Set down the records that follow exactly and completely.

───── Extracted data ─────

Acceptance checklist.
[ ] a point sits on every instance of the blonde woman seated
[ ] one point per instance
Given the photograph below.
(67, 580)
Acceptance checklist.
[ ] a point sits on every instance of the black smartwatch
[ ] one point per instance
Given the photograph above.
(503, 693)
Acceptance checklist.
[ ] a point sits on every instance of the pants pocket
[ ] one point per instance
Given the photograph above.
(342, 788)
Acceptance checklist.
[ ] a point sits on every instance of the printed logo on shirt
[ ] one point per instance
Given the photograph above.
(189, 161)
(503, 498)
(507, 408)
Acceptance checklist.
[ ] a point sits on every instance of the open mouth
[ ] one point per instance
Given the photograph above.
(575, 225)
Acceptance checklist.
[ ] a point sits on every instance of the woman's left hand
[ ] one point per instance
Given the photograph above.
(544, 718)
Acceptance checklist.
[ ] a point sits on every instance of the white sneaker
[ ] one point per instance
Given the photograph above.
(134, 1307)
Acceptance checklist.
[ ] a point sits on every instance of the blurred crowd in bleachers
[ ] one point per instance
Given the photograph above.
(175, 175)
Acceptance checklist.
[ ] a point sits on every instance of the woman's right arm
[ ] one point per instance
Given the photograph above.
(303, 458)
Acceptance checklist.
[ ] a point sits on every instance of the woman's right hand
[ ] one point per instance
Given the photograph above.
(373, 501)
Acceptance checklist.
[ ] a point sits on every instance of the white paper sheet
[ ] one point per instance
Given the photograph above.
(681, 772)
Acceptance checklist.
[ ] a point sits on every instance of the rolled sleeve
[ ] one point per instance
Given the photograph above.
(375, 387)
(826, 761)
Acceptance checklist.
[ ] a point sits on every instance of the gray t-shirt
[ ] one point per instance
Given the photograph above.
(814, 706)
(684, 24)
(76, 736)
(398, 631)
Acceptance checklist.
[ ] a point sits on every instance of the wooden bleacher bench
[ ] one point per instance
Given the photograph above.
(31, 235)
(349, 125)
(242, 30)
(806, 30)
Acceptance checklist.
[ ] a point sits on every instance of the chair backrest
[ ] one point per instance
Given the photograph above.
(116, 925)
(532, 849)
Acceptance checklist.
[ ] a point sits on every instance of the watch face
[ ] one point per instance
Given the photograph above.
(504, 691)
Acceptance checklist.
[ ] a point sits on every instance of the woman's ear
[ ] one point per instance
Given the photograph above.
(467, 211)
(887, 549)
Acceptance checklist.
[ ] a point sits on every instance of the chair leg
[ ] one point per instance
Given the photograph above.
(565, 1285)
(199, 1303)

─────

Solution to this problem –
Acceptance checklist.
[ ] a point sits on every instance of the blonde woman seated
[ ] one point per instance
Given the photograph below.
(67, 580)
Acceptance checklist.
[ ] a point sits on every instance of the black smartwatch
[ ] one point per instance
Given the photograph above.
(503, 693)
Acceptance checklist.
[ ] a point sits on every instance of the pants pocket
[ ] one point per instance
Given the photograph above.
(342, 788)
Acceptance checklist.
[ ] a point sits on every instance of the printed logo on shirt
[ ] one point per instance
Given the photograph above.
(189, 161)
(503, 498)
(507, 408)
Acceptance checklist.
[ ] a point sits on every instance of the open mouth
[ ] one point per instance
Given the photograph above.
(575, 225)
Acceptance checklist.
[ ] a point sits on every instance of the woman's left hand
[ ] one point per instance
Given the photograph above.
(544, 718)
Acceptance checklist.
[ ] a point sits on every instance of the white sneaker
[ ] one point per instance
Given the photograph above.
(134, 1307)
Acceptance checklist.
[ ] a point sits on every instance of the blurred crowd in bleachers
[ ] one point per instance
Given the photograph above.
(175, 175)
Acceptance checklist.
[ ] a point sits on every instance of the woman's right arm
[ ] one point per instance
Given the photograph above.
(303, 458)
Acceptance checklist.
[ ] a point sits on every instance of the woman's right hand
[ ] one point per instance
Given the photograph above.
(373, 501)
Acceptance checklist.
[ ] a point sits on every instance of the white paper sheet
[ ] one point per instance
Given the photograph above.
(681, 772)
Acceptance checklist.
[ ] a point sits on every instance of the rolled sleeve
[ ] one point per instance
Given the photograph above.
(375, 387)
(826, 761)
Acceptance checklist.
[ ] a point sits on every instance of the gray t-shirt
[ ] one point per instance
Given the photograph above.
(814, 706)
(684, 24)
(76, 736)
(398, 631)
Acceptance checklist.
[ ] a point sits on every instance of the wooden bleacher bench
[ ] one point per instance
Given the photograph above.
(31, 235)
(349, 125)
(242, 30)
(806, 30)
Acceptance checklist.
[ ] a point sits on every instance of the chair backrest
[ ] one point per instance
Given the photograph above.
(116, 925)
(532, 849)
Acceptance checklist.
[ ] a point sits on every instance of the watch face
[ ] one point per instance
Given the photograph above.
(504, 691)
Acceptance checklist.
[ ] a point sits on every instance of the woman's ear
[ ] one point per instance
Given the photograph above.
(467, 211)
(887, 549)
Acceptance checklist.
[ ] a point sits on every instance of the chair leg
[ ] one point per instance
Given the photograph above.
(565, 1285)
(199, 1303)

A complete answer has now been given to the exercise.